* **TO DO**
Can you rewrite all the rows below as a JSON list of strings, with one string per line and no blank lines?

* **RECORDS PROVIDED**

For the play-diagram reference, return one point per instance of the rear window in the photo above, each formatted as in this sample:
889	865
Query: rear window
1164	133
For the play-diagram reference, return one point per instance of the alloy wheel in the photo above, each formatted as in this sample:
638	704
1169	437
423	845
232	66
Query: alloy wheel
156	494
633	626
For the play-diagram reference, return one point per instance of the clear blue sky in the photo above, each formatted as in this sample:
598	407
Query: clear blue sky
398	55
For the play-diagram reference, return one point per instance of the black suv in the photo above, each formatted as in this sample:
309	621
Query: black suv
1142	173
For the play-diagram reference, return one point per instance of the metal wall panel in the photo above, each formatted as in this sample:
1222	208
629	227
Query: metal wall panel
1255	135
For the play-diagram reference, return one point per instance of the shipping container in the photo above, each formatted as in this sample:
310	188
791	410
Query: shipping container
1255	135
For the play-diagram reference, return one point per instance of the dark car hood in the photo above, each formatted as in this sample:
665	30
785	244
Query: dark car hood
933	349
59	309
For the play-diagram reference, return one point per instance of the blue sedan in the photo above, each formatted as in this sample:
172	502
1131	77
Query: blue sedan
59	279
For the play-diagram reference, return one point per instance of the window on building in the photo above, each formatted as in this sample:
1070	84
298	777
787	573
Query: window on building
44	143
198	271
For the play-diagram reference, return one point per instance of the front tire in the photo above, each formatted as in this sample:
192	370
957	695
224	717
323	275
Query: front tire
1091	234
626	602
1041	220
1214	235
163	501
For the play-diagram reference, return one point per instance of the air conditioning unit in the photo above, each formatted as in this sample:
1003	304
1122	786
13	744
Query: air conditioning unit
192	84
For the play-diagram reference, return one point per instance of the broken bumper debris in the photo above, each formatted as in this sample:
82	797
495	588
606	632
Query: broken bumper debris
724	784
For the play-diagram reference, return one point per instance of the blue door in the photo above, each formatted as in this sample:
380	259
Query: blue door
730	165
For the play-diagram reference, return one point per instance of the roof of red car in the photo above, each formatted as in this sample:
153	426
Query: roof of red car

* **EXERCISE ANSWER**
[
  "For the play-diagram reference, return one point per instance of the rear window in the photo above, each formatted as in this sample:",
  "889\t865",
  "Query: rear window",
  "1164\t133",
  "For the play-diagram reference, return one point per instance of the alloy wheel in the photo above, each formatted as in this sample:",
  "638\t704",
  "1169\t437",
  "423\t845",
  "232\t66",
  "Query: alloy wheel",
  "156\t494",
  "633\t626",
  "For the play-diagram reference, return one point per instance of the clear blue sky in the photo above, each formatted as in this sample:",
  "598\t407",
  "Query: clear blue sky",
  "398\t55",
  "For the play-diagram reference, return one point per instance of the black suv in the photo above, each formatted as in this sample:",
  "309\t621",
  "Query: black suv",
  "1142\t173",
  "For the play-diagram reference, return one point per instance of the metal wall panel in the photo above, each formatted as in this sample:",
  "1222\t208",
  "629\t227",
  "Query: metal wall panel",
  "1255\t135",
  "For the play-diagram reference, return one point per instance of the shipping container in the photo above, each formatted as in this sample:",
  "310\t188",
  "791\t410",
  "Query: shipping container",
  "1255\t135",
  "For the play-diagram reference, return one point per instance of the dark car hood in the photo above, each formatted as in this sample:",
  "665\t30",
  "785\t244",
  "Query: dark car hood",
  "933\t349",
  "59\t309",
  "For the play-diagram reference, return one point per instance of the blue sedan in the photo above, each formatted as in this sample:",
  "172\t502",
  "1131\t77",
  "Query: blue sedan",
  "59\t279",
  "For the play-diagram reference, return one point per instance of the window on building in the photo above, each formatted as in this sample:",
  "1070\t84",
  "298\t777",
  "787\t573",
  "Query: window on building",
  "44\t143",
  "198\t271",
  "For the play-diagram reference, return one point per instance of the front tire in the photo above, each formatted as in this sample:",
  "192\t370",
  "957\t695",
  "224\t717",
  "323\t275",
  "Query: front tire",
  "1091\t234",
  "626\t602",
  "1041\t220",
  "1214\t235",
  "163\t501",
  "For the play-diagram reference, return one point per instance of the air conditioning unit in the photo above, each formatted as in this sample:",
  "1003\t304",
  "1122\t786",
  "13\t744",
  "Query: air conditioning unit",
  "192\t84",
  "For the play-diagram reference, return one point per instance of the broken bumper debris in the photo above, each formatted as in this sample:",
  "82\t797",
  "495\t588",
  "606\t632",
  "Query: broken bumper debris",
  "724\t784",
  "For the play-diagram reference, return one point per instance of the blue door in the photo above, each formatted as in this sample:",
  "380\t259",
  "Query: blue door",
  "730\t165",
  "For the play-diagram reference, return one point per instance of the roof of red car in the photo above, each formatted as in this sample:",
  "153\t426",
  "Query: roof of red car"
]